Pick out every line below that contains the word "blue", treating uppercase and lowercase letters as different.

▶ _Extracted entries_:
+++

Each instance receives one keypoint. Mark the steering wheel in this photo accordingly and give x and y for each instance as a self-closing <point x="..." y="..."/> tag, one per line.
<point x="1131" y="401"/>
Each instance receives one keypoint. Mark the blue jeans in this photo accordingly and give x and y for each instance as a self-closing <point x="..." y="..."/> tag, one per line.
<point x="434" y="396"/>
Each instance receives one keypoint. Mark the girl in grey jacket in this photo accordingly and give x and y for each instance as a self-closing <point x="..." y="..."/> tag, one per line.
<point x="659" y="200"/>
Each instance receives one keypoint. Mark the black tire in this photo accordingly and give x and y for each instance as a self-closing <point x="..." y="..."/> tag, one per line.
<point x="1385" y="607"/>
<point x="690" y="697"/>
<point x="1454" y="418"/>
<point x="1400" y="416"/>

+++

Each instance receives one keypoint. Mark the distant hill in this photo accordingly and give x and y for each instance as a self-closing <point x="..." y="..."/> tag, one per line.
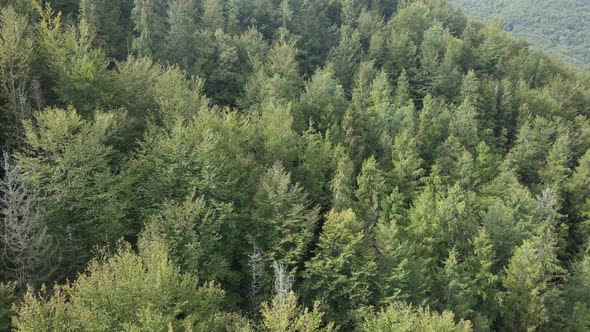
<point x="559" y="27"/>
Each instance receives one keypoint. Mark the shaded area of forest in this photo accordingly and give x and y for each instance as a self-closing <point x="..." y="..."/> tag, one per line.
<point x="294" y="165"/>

+++

▶ _Answer_:
Each instance receives one keypoint. Mark the blue jeans in this photo accordingly and give x and y for each instance as a self-closing <point x="..." y="..."/> tag, one per line.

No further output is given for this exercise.